ACTIVITY: The entries below must be transcribed exactly. Leave nothing out.

Referring expression data
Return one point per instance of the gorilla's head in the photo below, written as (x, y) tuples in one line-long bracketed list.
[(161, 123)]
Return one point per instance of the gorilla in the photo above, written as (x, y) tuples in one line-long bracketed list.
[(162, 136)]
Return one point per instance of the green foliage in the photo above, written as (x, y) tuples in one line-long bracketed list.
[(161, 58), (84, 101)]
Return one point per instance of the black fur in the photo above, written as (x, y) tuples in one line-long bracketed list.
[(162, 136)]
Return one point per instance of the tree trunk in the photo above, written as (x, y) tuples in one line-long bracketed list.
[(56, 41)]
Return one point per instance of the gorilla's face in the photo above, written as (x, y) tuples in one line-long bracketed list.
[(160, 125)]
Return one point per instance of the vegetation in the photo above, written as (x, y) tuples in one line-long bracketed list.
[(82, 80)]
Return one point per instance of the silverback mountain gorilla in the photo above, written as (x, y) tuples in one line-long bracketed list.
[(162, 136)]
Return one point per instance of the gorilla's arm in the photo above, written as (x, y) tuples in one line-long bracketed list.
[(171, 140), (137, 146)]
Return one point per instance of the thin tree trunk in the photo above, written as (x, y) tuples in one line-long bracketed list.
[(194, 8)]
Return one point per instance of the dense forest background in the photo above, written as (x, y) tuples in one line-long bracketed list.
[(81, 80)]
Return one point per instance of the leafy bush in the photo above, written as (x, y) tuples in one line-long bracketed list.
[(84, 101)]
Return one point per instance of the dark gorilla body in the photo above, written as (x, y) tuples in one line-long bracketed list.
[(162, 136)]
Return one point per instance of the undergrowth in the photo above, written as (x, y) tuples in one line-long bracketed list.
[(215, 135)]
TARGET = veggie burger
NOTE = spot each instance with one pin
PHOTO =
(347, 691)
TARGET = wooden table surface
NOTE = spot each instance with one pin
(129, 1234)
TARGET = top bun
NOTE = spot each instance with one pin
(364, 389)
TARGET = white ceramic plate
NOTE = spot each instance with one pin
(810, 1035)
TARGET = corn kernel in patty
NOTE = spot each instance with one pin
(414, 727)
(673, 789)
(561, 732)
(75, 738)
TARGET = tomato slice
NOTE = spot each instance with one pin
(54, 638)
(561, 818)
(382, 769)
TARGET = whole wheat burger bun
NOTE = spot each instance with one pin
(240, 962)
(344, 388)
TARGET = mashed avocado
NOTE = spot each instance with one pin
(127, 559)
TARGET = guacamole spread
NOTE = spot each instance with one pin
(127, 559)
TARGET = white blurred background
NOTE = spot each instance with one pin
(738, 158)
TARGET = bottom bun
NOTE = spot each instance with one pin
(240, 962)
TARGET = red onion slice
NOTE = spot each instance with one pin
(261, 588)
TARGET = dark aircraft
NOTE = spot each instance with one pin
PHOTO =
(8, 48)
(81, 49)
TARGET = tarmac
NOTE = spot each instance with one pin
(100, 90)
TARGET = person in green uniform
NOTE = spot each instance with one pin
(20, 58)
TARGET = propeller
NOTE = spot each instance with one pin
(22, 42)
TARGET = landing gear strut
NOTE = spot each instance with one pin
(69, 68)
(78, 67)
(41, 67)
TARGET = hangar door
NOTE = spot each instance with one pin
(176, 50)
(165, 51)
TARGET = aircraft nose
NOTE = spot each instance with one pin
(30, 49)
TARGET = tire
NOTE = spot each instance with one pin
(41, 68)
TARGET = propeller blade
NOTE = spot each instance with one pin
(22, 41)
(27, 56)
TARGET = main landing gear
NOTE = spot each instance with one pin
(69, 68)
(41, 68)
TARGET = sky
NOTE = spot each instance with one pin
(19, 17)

WORKED SOLUTION:
Return one point per instance of the gorilla's head in the photo below, written as (x, y) tuples in one line-long bracketed list.
[(161, 123)]
Return one point per instance of the gorilla in the photo above, written as (x, y) tuples in one line-long bracketed list.
[(162, 136)]
Return one point per instance of the green foliage in the photo above, written as (x, y) tuples in one line-long bracketed list.
[(161, 58), (84, 101)]
Return one point per instance of the black fur in the photo above, written as (x, y) tuples in one line-long bracketed list.
[(162, 136)]
Return one point per instance of the tree trunk in the photo above, written as (x, y) tuples in one line-long bracketed list.
[(56, 41)]
Return one point per instance of the gorilla's face in the photo above, written as (x, y) tuples in one line-long bracketed list.
[(160, 125)]
Return one point per instance of the vegetation in the photo above, written as (x, y) tuples in one line-long bracketed list.
[(82, 80)]
Return one point per instance of the silverback mountain gorilla in the photo above, written as (x, y) tuples in one line-long bracketed list.
[(162, 136)]
Return one point per instance of the gorilla's arm in the photo above, written as (x, y) tuples in one line-long bracketed list.
[(171, 140), (137, 146)]
Return one point per instance of the thin tree trunk in the photo above, written as (x, y) tuples in one line-long bracketed list.
[(194, 8)]
Return one point per instance of the dense forest background in the photo above, written as (x, y) tuples in one line-long bracketed list.
[(81, 80)]
Return one point per instance of the leafy bush in the photo above, written as (x, y) tuples in one line-long bracketed list.
[(84, 101)]
Return one point per instance of the dark gorilla body in the photo above, written as (x, y) tuples in one line-long bracketed list.
[(162, 136)]
Return one point per instance of the undergrowth in the photo above, written as (x, y) tuples in one line-long bracketed list.
[(215, 135)]
TARGET = veggie burger
NOTE = spot each instance with one pin
PHOTO =
(347, 691)
TARGET = wooden table surface
NOTE = spot each instance with one pin
(129, 1234)
TARGET = top bun
NOTE = spot each instance with one pin
(364, 389)
TARGET = white ceramic plate
NOTE = spot each instance with one pin
(810, 1035)
TARGET = corn kernel in patty
NOTE = spot each instance with one pin
(414, 727)
(673, 789)
(561, 732)
(75, 738)
TARGET = tomato slice
NOTE = spot each instance with one pin
(54, 638)
(561, 818)
(382, 769)
TARGET = whole wheat burger bun
NOTE = spot each instance with one pin
(240, 962)
(344, 388)
TARGET = mashed avocado
NOTE = spot each instance with one pin
(127, 559)
TARGET = guacamole spread
NOTE = spot each instance with one pin
(127, 559)
TARGET = white blurred background
NOTE = spot each instance with one pin
(738, 158)
TARGET = bottom bun
NOTE = spot each instance with one pin
(240, 962)
TARGET = red onion slice
NOTE = spot each instance with one pin
(261, 588)
TARGET = dark aircraft
NOTE = spot each instance with one pin
PHOTO =
(8, 48)
(81, 49)
TARGET = tarmac
NOTE = spot each instance with one pin
(100, 90)
TARGET = person in green uniform
NOTE = spot each instance with one pin
(20, 58)
TARGET = propeller
NOTE = spot each instance with one pin
(22, 42)
TARGET = landing gear strut
NOTE = spot each instance with one pin
(69, 68)
(78, 67)
(41, 67)
TARGET = hangar door
NOTE = spot each instance with one pin
(176, 50)
(165, 51)
TARGET = aircraft nose
NOTE = spot each instance with one pin
(30, 49)
TARGET = tire
NOTE = spot each instance with one pin
(41, 68)
TARGET = propeller blade
NOTE = spot each instance with one pin
(22, 41)
(27, 56)
TARGET = main landing gear
NOTE = spot each instance with one pin
(69, 68)
(41, 68)
TARGET = sky
NOTE = spot each instance with one pin
(19, 17)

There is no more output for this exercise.